Point placement records:
⁂

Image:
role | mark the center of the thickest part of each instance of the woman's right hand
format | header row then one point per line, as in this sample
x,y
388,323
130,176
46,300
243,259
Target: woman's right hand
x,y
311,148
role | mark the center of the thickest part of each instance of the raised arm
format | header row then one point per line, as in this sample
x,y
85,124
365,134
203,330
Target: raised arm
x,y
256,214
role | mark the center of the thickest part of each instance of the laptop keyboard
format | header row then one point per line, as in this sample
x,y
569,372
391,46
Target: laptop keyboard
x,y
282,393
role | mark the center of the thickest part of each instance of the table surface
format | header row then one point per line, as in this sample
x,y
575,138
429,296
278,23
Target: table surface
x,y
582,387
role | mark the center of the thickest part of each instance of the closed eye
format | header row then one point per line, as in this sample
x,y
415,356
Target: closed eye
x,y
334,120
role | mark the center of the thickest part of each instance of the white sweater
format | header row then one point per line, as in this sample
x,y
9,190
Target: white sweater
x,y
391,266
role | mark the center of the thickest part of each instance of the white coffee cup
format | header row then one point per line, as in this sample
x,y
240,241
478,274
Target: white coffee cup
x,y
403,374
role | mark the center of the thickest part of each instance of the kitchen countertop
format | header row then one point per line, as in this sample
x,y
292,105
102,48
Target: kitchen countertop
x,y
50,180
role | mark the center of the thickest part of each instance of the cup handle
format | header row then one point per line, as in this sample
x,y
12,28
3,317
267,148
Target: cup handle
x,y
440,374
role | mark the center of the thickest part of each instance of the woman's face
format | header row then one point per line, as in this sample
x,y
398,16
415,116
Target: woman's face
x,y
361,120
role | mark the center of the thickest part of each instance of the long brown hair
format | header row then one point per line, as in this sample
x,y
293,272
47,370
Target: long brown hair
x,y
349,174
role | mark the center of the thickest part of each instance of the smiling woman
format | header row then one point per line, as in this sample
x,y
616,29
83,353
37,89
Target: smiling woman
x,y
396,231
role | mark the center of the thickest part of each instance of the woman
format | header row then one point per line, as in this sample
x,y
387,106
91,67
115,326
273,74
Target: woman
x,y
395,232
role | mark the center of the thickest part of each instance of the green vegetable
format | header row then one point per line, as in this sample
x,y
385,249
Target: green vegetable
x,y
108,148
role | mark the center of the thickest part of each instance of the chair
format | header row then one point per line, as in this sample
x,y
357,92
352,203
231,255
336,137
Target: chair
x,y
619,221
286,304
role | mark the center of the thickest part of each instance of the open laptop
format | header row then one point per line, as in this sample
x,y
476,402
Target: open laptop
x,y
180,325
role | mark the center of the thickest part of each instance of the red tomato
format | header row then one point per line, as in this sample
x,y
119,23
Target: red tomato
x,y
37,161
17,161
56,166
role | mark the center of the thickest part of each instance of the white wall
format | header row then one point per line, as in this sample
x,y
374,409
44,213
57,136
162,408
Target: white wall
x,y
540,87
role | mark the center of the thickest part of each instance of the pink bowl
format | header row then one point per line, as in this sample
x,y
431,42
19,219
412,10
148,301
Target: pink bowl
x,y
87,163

⁂

- _EXERCISE PROMPT_
Reproduce all of the records, replacing every "thickest part" with "widest part" and leaving everything else unchanged.

- _RESULT OF THE EXERCISE_
Image:
role | mark the center of the widest part of each instance of the woman's right hand
format | header row then one point per line, as in this sample
x,y
388,323
130,176
46,300
243,259
Target: woman's right hand
x,y
311,148
role | mark the center of the widest part of each instance of the raised arm
format | header row then one point per line, as in this sample
x,y
85,124
365,134
203,330
Target: raised arm
x,y
256,214
role | mark the center of the widest part of each instance of the laptop keyboard
format | header row then one point per line, as in this sample
x,y
569,372
391,46
Target: laptop keyboard
x,y
282,393
role | mark the center of the widest part of each instance of the table surface
format | header row then one point per line, as in this sample
x,y
575,138
429,296
278,23
Target: table surface
x,y
582,387
role | mark the center of the widest part of each instance of the closed eye
format | header row then one point per line, as in this sample
x,y
415,356
Target: closed eye
x,y
334,120
role | mark the center of the widest part of each instance of the white sweater
format | header row then one point per line, as in this sample
x,y
9,190
Target: white sweater
x,y
391,266
role | mark the center of the widest part of each instance of the white coffee cup
format | header row then one point per line, as in this sample
x,y
240,241
478,274
Target: white coffee cup
x,y
403,374
role | mark the center of the widest part of each instance of the kitchen countertop
format | header row then one point per line, as in this sample
x,y
292,105
102,48
Target: kitchen countertop
x,y
50,180
role | mark the center of the widest part of each instance of the cup handle
format | header row then one point per line, as in this sample
x,y
12,28
3,317
267,148
Target: cup handle
x,y
440,374
role | mark the center of the widest part of each instance of the woman's face
format | header row then one point per line, as in this sample
x,y
398,16
415,116
Target: woman's face
x,y
361,120
role | mark the center of the widest part of each instance of the long brown hair
format | header row then one point per line, as in this sample
x,y
293,272
47,370
Target: long brown hair
x,y
349,174
role | mark the center of the widest part of each instance of the smiling woman
format | header row then one point per line, as in this sample
x,y
616,29
83,353
37,89
Target: smiling woman
x,y
396,231
role | mark the center of the widest part of each instance of the woman
format | header row then one point per line, as in this sample
x,y
387,106
91,67
115,326
273,74
Target: woman
x,y
395,232
role | mark the center of the widest part of each instance of the green vegetable
format | header row then one point per line, as in this sample
x,y
385,249
Target: green vegetable
x,y
108,148
role | mark the center of the widest part of each instance of the chair
format | header row then one point per line, as in this sample
x,y
357,92
352,203
231,255
336,137
Target: chair
x,y
619,221
286,304
role | mark the center of the widest part of each instance of the open laptop
format | header row then one point per line, as in this sample
x,y
476,402
Target: open laptop
x,y
180,325
role | mark the center of the widest part of each instance of the red tomato
format | header row then one point per line, as in this sample
x,y
119,23
Target: red tomato
x,y
37,161
17,161
56,166
role | mark the center of the widest part of each instance of the white wall
format | header row then one point per line, as in this sample
x,y
374,409
44,213
57,136
162,408
Target: white wall
x,y
540,87
role | mark the center of the widest part of each instance of the pink bowl
format | header row then one point per line, as in this sample
x,y
431,42
19,219
412,10
148,301
Target: pink bowl
x,y
87,163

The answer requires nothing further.